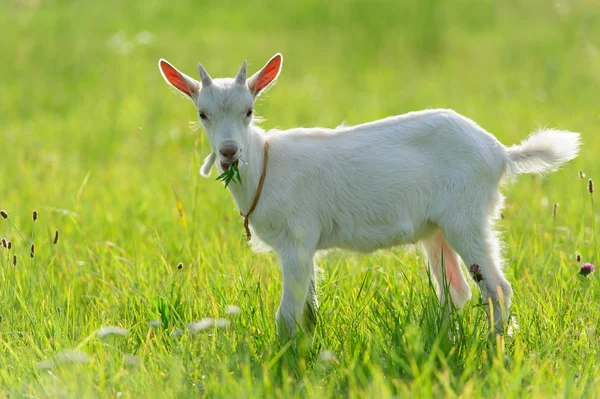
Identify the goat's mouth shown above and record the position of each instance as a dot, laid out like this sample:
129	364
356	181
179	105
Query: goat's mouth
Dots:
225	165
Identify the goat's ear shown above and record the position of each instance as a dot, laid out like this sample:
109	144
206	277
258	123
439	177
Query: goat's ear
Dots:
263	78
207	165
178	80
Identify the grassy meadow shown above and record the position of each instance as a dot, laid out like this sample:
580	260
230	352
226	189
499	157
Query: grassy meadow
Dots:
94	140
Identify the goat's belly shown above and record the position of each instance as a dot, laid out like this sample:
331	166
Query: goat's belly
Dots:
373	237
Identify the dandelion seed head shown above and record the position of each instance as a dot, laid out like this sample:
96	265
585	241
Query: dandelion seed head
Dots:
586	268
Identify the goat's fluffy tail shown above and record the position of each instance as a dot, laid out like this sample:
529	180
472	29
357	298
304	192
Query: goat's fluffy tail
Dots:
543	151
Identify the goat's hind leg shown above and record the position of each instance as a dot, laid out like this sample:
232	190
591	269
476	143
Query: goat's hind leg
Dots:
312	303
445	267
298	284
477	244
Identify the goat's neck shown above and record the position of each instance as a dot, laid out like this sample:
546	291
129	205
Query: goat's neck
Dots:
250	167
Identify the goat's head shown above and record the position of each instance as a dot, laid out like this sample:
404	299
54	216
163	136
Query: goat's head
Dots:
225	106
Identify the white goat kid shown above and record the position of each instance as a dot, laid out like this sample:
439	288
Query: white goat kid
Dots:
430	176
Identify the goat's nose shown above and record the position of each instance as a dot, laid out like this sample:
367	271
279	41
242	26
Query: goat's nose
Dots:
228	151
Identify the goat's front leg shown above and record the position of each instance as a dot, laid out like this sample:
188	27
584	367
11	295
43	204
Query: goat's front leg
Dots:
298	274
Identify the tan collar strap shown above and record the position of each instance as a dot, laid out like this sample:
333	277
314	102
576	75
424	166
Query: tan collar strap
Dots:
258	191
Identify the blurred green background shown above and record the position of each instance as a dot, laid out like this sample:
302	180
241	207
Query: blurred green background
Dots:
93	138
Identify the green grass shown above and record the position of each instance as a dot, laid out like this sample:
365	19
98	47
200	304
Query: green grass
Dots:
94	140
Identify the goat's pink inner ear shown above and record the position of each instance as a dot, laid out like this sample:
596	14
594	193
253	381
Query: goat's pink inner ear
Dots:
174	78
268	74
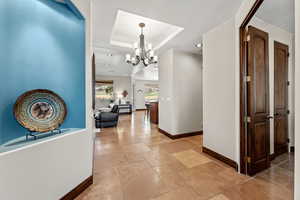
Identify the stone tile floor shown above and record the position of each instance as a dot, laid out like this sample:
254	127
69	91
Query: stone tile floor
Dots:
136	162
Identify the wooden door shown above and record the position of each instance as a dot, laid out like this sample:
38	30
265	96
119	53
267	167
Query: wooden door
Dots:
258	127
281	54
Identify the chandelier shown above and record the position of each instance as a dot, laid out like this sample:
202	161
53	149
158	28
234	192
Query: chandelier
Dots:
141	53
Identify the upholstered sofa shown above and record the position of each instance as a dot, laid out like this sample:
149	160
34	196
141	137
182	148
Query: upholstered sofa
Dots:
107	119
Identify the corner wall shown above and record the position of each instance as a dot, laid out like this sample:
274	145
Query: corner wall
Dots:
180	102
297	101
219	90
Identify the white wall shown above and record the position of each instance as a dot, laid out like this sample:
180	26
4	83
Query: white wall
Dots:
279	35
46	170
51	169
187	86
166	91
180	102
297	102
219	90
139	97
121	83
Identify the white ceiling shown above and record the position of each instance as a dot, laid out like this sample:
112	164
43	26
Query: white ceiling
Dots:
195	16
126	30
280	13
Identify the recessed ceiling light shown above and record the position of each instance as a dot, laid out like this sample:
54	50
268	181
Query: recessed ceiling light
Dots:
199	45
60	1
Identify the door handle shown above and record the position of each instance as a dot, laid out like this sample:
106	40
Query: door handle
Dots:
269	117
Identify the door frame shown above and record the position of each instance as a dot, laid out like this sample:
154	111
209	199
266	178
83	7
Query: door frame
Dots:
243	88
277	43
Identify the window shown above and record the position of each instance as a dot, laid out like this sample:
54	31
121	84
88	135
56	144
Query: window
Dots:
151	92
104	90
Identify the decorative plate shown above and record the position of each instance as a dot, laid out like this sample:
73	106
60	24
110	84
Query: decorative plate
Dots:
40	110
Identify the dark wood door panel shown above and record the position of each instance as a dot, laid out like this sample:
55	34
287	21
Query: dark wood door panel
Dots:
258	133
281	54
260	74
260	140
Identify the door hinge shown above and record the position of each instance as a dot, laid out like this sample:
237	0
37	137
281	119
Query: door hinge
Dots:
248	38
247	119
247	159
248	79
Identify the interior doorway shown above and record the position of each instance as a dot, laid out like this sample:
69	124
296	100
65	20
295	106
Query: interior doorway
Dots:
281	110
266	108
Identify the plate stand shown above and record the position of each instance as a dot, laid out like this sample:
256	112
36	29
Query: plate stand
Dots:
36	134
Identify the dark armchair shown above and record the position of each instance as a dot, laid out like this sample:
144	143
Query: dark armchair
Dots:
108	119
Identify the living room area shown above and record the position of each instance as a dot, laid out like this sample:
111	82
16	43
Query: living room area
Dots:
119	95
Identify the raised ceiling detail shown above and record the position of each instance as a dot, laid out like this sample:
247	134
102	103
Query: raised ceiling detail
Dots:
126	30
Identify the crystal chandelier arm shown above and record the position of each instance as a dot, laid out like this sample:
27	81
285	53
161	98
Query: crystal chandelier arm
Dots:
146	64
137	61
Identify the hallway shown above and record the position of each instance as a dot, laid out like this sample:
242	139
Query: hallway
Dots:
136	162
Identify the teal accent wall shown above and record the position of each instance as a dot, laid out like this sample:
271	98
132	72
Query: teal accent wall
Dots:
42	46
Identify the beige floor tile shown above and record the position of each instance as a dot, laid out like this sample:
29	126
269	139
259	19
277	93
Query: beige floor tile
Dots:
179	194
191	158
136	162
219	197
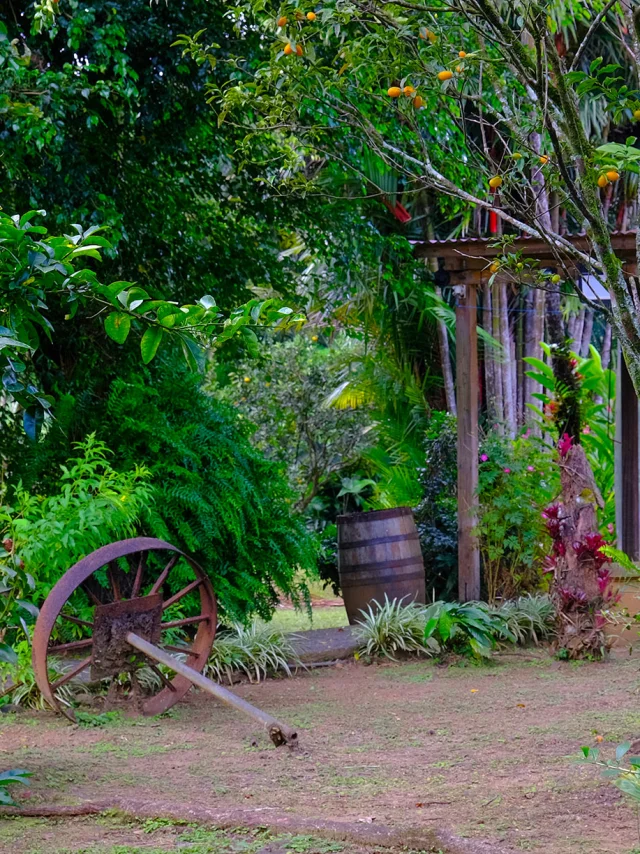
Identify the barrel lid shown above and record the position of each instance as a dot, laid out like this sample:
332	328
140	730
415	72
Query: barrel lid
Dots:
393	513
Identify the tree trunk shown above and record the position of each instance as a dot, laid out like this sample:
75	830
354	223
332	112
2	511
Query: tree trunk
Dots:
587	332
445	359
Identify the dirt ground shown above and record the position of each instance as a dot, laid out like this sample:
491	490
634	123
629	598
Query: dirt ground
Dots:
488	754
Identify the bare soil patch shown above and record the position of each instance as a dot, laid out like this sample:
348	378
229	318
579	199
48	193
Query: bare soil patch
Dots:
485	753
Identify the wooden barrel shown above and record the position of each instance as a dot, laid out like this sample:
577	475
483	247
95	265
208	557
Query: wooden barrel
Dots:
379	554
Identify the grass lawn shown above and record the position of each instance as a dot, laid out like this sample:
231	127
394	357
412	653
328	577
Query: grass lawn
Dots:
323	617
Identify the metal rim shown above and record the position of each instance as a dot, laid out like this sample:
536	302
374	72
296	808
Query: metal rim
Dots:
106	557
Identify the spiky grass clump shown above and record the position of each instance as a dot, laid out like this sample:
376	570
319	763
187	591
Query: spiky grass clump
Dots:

* * *

__WHAT TO WORK ON__:
Reproduce only those lines of the entries above that run from the line with "Identify the bare" to the final line.

__RESULT OF THE EXERCISE__:
Identify the bare soil patch shown above and record the position of each instance as a dot, laid out like this sample:
348	378
229	318
579	199
48	193
Query: bare soil patch
Dots:
485	753
Identify the wooden barrel shown above and record the position of each instance as a dot, laid out like this sample:
577	475
483	247
95	265
208	557
Query: wooden barrel
Dots:
379	554
Identify the grass lawn shown above and record the position of each instance as a dot, laid out like this sample:
231	127
394	357
412	653
328	577
Query: grass lawn
Dots:
323	617
Identify the metal rim shown above and record the position of each instance as a dot, laid out like this sample:
536	302
374	72
296	808
Query: metal rim
Dots:
106	557
Identify the spiky grass clump shown above and record the position of each instance as a dot, laid out like this sample:
376	570
319	763
187	591
Query: spiky grass clump
Dots:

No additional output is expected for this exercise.